- [Work required]: Include only the line with "and white shoe" and the lines after it, each reproduced exactly as it stands in the entries below.

--*--

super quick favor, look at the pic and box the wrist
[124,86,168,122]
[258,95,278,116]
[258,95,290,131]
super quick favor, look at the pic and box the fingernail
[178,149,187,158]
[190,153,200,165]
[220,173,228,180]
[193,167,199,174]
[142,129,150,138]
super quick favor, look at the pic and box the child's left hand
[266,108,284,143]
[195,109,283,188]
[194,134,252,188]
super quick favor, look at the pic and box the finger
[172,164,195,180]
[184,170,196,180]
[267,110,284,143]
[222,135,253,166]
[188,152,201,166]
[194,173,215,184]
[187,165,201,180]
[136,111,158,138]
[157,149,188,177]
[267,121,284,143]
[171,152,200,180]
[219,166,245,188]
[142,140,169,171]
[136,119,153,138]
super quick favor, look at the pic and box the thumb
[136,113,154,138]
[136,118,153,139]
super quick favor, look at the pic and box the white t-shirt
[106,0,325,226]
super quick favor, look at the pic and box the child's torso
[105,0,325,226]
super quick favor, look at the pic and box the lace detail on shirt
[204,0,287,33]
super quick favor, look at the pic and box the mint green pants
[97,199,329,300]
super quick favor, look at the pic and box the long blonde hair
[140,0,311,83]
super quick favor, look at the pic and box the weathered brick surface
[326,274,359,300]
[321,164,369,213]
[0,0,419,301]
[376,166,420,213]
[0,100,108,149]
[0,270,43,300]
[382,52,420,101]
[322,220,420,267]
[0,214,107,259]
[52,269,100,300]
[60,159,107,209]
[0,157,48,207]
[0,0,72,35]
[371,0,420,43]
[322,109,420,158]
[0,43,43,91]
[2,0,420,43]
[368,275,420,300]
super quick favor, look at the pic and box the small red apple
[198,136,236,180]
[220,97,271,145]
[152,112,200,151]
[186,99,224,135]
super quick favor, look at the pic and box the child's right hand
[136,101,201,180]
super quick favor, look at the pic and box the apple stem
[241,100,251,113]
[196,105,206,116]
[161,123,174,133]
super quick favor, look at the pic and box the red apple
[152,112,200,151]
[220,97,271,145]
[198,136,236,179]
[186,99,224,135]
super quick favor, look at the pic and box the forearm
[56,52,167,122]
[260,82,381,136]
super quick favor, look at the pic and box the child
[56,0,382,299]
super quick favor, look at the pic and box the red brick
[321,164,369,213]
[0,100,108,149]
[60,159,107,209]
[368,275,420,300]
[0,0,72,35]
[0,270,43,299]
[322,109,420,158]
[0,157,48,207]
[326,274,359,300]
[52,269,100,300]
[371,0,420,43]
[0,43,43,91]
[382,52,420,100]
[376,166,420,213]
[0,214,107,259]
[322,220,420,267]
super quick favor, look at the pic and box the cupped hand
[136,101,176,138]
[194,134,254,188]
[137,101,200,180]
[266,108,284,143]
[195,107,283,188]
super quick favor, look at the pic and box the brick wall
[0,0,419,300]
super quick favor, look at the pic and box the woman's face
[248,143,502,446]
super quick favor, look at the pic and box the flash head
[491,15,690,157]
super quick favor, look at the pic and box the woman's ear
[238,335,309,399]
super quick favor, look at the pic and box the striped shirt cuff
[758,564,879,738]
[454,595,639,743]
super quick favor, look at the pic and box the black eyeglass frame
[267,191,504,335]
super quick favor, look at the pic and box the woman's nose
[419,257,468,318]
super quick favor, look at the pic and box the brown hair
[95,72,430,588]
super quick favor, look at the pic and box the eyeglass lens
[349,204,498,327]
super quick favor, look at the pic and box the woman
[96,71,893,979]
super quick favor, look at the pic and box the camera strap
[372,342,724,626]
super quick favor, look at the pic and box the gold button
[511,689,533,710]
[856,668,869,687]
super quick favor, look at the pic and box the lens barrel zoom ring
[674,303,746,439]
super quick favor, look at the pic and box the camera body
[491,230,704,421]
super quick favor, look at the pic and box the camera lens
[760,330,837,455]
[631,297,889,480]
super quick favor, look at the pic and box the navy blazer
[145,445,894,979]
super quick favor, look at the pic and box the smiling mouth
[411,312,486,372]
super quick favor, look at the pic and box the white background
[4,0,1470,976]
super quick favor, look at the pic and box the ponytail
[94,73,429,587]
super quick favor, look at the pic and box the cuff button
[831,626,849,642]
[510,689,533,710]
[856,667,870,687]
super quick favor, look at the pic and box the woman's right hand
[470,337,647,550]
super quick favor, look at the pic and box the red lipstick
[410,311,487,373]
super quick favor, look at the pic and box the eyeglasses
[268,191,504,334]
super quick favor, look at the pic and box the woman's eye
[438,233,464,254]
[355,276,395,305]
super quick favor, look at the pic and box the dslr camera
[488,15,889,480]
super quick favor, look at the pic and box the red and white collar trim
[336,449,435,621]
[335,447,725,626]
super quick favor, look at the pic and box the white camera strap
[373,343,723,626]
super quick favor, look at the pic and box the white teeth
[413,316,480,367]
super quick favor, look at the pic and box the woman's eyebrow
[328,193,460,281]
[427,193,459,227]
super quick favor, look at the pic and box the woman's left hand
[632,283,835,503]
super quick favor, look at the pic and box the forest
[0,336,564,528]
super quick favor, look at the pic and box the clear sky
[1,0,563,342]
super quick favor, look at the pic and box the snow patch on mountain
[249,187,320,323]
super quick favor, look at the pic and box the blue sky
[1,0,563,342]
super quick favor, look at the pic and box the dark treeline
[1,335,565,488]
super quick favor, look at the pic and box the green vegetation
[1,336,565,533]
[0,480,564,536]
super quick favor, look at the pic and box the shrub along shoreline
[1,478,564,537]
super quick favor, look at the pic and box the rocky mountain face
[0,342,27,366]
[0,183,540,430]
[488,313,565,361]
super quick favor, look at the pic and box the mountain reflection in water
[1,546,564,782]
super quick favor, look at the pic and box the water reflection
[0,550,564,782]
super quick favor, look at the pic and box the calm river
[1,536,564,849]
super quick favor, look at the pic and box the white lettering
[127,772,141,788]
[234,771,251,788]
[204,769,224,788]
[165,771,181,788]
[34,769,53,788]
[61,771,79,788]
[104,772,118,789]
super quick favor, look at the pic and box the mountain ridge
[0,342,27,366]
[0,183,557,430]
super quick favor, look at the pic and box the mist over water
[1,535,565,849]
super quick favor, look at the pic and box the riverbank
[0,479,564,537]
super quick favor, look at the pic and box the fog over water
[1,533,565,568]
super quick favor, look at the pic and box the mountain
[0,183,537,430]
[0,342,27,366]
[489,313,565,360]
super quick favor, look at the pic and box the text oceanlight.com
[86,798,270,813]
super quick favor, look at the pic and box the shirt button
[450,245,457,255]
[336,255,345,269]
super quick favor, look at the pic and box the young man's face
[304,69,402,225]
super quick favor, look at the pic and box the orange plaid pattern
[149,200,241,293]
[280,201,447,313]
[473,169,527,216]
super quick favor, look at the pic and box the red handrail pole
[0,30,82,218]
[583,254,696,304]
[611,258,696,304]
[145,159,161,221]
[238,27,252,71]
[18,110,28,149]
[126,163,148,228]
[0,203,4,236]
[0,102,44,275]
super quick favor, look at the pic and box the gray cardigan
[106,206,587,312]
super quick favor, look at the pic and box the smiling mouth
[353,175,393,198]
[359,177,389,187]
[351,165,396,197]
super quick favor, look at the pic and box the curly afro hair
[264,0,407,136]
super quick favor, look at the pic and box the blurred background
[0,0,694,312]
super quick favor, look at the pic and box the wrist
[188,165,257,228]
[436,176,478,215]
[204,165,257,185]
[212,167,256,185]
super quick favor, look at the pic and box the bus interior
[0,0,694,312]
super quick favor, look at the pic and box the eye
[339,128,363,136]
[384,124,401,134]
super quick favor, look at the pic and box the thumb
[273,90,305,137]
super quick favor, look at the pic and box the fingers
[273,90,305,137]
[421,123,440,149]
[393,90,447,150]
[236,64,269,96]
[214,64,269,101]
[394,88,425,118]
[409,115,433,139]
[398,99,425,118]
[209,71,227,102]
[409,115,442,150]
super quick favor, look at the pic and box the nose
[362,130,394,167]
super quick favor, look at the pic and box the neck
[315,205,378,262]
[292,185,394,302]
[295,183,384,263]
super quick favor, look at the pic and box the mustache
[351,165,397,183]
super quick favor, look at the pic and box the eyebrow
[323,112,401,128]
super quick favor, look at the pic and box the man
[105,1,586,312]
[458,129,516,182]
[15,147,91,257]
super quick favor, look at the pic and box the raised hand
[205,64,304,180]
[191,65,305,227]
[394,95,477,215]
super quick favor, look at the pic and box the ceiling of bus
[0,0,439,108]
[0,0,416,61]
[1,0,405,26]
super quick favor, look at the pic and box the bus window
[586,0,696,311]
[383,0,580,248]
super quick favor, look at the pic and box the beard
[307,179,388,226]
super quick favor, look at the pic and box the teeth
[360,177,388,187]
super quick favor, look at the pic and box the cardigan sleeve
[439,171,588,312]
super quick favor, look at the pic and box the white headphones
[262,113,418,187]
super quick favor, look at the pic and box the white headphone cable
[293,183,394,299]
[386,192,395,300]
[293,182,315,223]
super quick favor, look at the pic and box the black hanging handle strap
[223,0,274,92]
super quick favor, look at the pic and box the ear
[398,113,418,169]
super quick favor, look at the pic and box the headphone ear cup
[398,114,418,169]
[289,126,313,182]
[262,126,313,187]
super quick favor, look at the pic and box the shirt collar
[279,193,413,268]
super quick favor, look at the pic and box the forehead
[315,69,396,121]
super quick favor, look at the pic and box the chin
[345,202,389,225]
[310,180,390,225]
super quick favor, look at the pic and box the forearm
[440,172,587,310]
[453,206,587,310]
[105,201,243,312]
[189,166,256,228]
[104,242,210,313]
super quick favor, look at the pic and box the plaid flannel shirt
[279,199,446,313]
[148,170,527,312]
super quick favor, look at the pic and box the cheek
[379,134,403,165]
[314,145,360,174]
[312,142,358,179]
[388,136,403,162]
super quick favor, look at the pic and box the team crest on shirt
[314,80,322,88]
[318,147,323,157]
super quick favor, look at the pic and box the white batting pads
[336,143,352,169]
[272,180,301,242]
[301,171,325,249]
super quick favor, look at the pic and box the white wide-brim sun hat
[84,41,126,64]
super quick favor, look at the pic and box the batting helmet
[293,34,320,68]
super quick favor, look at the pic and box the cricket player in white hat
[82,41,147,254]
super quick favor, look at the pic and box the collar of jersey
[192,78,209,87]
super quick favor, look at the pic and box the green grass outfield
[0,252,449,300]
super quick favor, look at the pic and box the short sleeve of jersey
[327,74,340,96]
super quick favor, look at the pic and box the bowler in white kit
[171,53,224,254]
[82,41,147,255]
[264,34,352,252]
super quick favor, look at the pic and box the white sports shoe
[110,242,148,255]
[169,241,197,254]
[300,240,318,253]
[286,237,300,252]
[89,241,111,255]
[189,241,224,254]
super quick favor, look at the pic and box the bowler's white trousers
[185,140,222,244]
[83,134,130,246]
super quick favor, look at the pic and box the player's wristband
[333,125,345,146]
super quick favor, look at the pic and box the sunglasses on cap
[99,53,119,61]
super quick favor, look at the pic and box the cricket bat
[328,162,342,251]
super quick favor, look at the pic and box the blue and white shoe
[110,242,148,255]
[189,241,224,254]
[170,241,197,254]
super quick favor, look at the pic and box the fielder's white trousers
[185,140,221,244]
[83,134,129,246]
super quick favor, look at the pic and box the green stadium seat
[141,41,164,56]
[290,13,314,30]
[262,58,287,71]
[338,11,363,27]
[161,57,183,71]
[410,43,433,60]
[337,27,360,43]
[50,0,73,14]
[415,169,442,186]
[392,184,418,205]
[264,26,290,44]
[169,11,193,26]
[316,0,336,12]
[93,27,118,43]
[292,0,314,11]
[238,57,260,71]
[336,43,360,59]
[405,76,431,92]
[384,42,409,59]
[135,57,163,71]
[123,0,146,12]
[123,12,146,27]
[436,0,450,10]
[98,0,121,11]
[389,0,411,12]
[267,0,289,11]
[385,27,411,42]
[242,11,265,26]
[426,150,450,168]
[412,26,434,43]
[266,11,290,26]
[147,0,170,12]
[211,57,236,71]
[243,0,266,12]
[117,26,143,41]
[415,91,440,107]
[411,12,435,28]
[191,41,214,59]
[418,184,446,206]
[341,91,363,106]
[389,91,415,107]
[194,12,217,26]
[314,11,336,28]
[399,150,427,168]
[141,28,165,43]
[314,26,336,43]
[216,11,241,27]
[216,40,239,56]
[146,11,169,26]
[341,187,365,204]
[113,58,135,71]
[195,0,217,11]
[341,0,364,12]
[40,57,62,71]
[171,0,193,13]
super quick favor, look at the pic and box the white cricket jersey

--*--

- [Solution to the problem]:
super quick favor, look at the pic and box the blue and white shoe
[110,242,148,255]
[189,241,224,254]
[170,241,197,254]
super quick favor, look at the pic and box the fielder's white trousers
[185,140,221,244]
[83,134,129,246]
super quick favor, look at the pic and box the green stadium seat
[141,41,164,56]
[290,13,314,30]
[262,58,287,71]
[338,11,363,27]
[161,57,183,71]
[410,43,433,60]
[337,27,360,43]
[50,0,73,14]
[415,169,442,186]
[392,184,418,205]
[264,26,290,44]
[169,11,193,26]
[316,0,336,12]
[93,27,118,43]
[292,0,314,11]
[238,57,260,71]
[336,43,360,59]
[405,76,431,92]
[384,42,409,59]
[135,57,163,71]
[123,0,146,12]
[123,12,146,27]
[436,0,450,10]
[98,0,121,11]
[389,0,411,12]
[267,0,289,11]
[385,27,411,42]
[242,11,265,26]
[426,150,450,168]
[412,26,434,43]
[266,11,290,26]
[147,0,170,12]
[211,57,236,71]
[243,0,266,12]
[117,26,143,41]
[415,91,440,107]
[411,12,435,28]
[191,41,214,59]
[418,184,446,206]
[341,91,363,106]
[389,91,415,107]
[194,12,217,26]
[314,11,336,28]
[399,150,427,168]
[141,28,165,43]
[314,26,336,43]
[216,11,241,27]
[216,40,239,56]
[146,11,169,26]
[341,187,365,204]
[113,58,135,71]
[195,0,217,11]
[341,0,364,12]
[40,57,62,71]
[171,0,193,13]
super quick favor, look at the pic and box the white cricket jersey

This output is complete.